= Task requirements =
Output the following lines exactly as they are, omitting the pictures from your output.

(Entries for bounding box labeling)
◇ ◇ ◇ ◇ ◇ ◇ ◇

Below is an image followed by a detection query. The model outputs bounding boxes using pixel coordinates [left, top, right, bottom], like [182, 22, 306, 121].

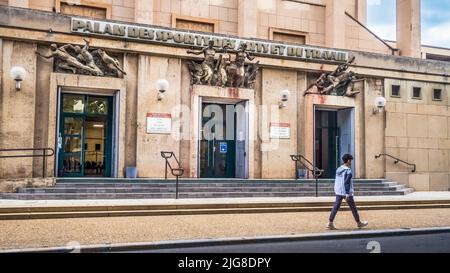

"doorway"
[199, 101, 248, 179]
[314, 107, 355, 179]
[58, 93, 113, 177]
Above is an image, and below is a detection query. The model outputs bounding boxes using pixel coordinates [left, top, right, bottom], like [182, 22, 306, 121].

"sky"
[367, 0, 450, 48]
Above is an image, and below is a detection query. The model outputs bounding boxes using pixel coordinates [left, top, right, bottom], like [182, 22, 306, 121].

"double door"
[58, 93, 112, 177]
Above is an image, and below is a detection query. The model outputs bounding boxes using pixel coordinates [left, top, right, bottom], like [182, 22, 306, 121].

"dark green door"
[200, 140, 236, 178]
[200, 104, 236, 178]
[58, 94, 112, 177]
[315, 110, 340, 178]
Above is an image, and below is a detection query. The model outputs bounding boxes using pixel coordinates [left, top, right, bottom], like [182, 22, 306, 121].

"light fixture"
[278, 90, 291, 109]
[156, 79, 169, 101]
[373, 97, 386, 115]
[10, 66, 27, 91]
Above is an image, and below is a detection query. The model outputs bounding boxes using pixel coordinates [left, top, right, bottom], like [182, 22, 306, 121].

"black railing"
[161, 152, 184, 199]
[375, 154, 416, 173]
[291, 155, 324, 197]
[0, 148, 55, 178]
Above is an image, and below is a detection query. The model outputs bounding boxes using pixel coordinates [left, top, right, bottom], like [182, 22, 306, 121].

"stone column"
[134, 0, 153, 25]
[325, 0, 345, 48]
[355, 0, 367, 25]
[397, 0, 421, 58]
[8, 0, 30, 8]
[238, 0, 258, 38]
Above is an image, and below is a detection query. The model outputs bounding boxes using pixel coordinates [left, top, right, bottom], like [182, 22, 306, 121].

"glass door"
[58, 94, 112, 177]
[59, 94, 85, 176]
[200, 104, 236, 178]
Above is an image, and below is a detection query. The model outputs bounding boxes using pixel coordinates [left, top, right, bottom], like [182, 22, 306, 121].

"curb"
[0, 200, 450, 221]
[0, 227, 450, 254]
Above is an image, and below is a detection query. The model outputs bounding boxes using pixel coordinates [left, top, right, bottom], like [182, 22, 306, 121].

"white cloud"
[422, 22, 450, 48]
[370, 24, 397, 41]
[367, 0, 381, 6]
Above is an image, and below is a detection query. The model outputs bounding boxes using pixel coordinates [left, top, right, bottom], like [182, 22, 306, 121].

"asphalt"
[0, 227, 450, 253]
[136, 232, 450, 253]
[0, 192, 450, 220]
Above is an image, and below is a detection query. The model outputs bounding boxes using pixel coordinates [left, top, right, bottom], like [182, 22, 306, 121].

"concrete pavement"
[0, 191, 450, 208]
[0, 209, 450, 249]
[0, 192, 450, 220]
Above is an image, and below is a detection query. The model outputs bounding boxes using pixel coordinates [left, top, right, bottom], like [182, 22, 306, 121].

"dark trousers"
[330, 195, 359, 223]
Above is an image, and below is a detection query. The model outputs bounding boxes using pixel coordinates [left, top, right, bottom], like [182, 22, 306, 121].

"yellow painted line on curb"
[0, 204, 450, 220]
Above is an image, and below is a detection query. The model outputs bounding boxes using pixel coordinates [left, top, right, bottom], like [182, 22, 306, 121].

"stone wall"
[0, 178, 56, 193]
[385, 79, 450, 191]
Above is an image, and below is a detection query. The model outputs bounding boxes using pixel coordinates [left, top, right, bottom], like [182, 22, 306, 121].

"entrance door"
[58, 93, 112, 177]
[200, 103, 236, 178]
[315, 108, 355, 178]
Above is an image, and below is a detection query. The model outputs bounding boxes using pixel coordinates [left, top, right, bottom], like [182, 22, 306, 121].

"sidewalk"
[0, 192, 450, 208]
[0, 208, 450, 249]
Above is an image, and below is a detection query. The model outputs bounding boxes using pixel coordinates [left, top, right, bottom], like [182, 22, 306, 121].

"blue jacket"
[334, 165, 354, 196]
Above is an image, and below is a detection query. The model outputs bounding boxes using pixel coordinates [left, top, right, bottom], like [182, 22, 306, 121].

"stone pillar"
[355, 0, 367, 25]
[397, 0, 421, 58]
[134, 0, 153, 25]
[8, 0, 30, 8]
[238, 0, 258, 38]
[325, 0, 345, 48]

◇ ◇ ◇ ◇ ◇ ◇ ◇

= Response to this exercise =
Below is an image followed by a detection query. The model outputs bounding boxes using pixel coordinates [left, top, right, bottom], like [182, 22, 306, 121].


"doorway"
[199, 101, 248, 179]
[314, 107, 355, 179]
[58, 93, 113, 177]
Above is an image, and below is a detection query. The model outputs bounding boxes using pixel coordinates [left, top, right, bottom], like [182, 22, 306, 121].

"sky"
[367, 0, 450, 48]
Above is an image, and below is a detection query. The model outputs bounding boxes using pixel coordinates [left, top, right, bottom], like [182, 22, 306, 121].

"double door"
[58, 93, 112, 177]
Above is an image, and below is a detection query. The model outputs bounding boxes using pixel coordinates [left, top, right, bottom], like [182, 22, 306, 121].

"dark green door"
[200, 140, 236, 178]
[200, 104, 236, 178]
[58, 94, 112, 177]
[315, 110, 340, 178]
Above is an image, and below is a detection query. The model outputs bounding boxes using pixel coordinates [left, top, right, bottom], like [182, 22, 306, 121].

"light fixture"
[278, 90, 291, 109]
[156, 79, 169, 101]
[373, 97, 386, 115]
[10, 66, 27, 91]
Above is an image, and below is a detection query. The model outputs bounding boxes using pixel coordinates [left, top, right, bottom], like [182, 22, 306, 121].

"black railing"
[161, 152, 184, 199]
[375, 154, 416, 173]
[291, 155, 324, 197]
[0, 148, 55, 178]
Above is an image, and below is a detection query. The model outputs bounding boxes using pixel coordinates [left, top, right, bottom], like [182, 22, 306, 121].

"stone column"
[134, 0, 153, 25]
[325, 0, 345, 48]
[355, 0, 367, 25]
[397, 0, 421, 58]
[8, 0, 30, 8]
[238, 0, 258, 38]
Above is an image, and below is a detection query. The model outputs bounding boxes using pixel coordinates [left, top, right, bottom], like [182, 22, 306, 121].

"glass door"
[58, 94, 112, 177]
[59, 94, 85, 176]
[200, 104, 236, 178]
Above is an image, and below is a detection query. The model outputs bounding boxes using pixel coordinates [left, top, right, bottom], like [182, 22, 306, 121].

"curb"
[0, 200, 450, 221]
[0, 227, 450, 254]
Above is an image, and below is a detection query. The model outputs bounding boxes using pixel coordinates [left, top, right, bottom], like [182, 22, 306, 121].

"white cloud"
[422, 22, 450, 48]
[370, 24, 397, 41]
[367, 0, 381, 6]
Above is an image, and below is a detection query. The model outputs bounding boxes using pixel coordinates [left, top, right, bottom], like [182, 22, 306, 121].

"asphalt"
[0, 227, 450, 253]
[136, 232, 450, 253]
[0, 192, 450, 220]
Above is an image, and below is a detection query. The model outputs bounding boxes using pixel coordinates [left, top, right, bottom], like [182, 22, 306, 121].

"concrete pavement"
[0, 191, 450, 208]
[0, 209, 450, 249]
[0, 192, 450, 220]
Above is an image, and below is a detection query. The model outputs bounding boxes using pixel coordinates [left, top, right, bottom], like [182, 22, 306, 121].

"dark trousers"
[330, 195, 359, 223]
Above is an image, and below is a detection query. The model outputs bounding boxes using pixel coordinates [left, top, right, bottom], like [182, 22, 306, 121].

"yellow painted line on curb"
[0, 204, 450, 220]
Above is an image, and below is a detection query. The model outputs bounding boxes using pixel coordinates [left, top, right, bottom], like [182, 22, 306, 121].

"stone wall"
[0, 178, 56, 193]
[385, 79, 450, 191]
Above is an image, and below is a detection query. The model outputs bounding boxes using pixel coordinates [left, top, right, bottom], like [182, 22, 306, 121].

"entrance door"
[58, 93, 112, 177]
[200, 103, 236, 178]
[315, 108, 355, 178]
Above is an image, and below is a detection query. The model outputs bounding boxes using pixel coordinates [left, top, right, bottom], like [182, 22, 306, 121].

"sidewalk"
[0, 192, 450, 208]
[0, 208, 450, 249]
Above is an image, and below is a detection query. The model outputs bounding boxes using pixel coordinates [left, top, right, bottom], like [182, 22, 306, 121].

"blue jacket"
[334, 165, 354, 196]
Above is an image, and below is a detection query. The model outputs bounding boxes using pixel coordinates [left, top, right, bottom], like [182, 22, 306, 121].

"stone pillar"
[355, 0, 367, 25]
[397, 0, 421, 58]
[134, 0, 153, 25]
[8, 0, 30, 8]
[238, 0, 258, 38]
[325, 0, 345, 48]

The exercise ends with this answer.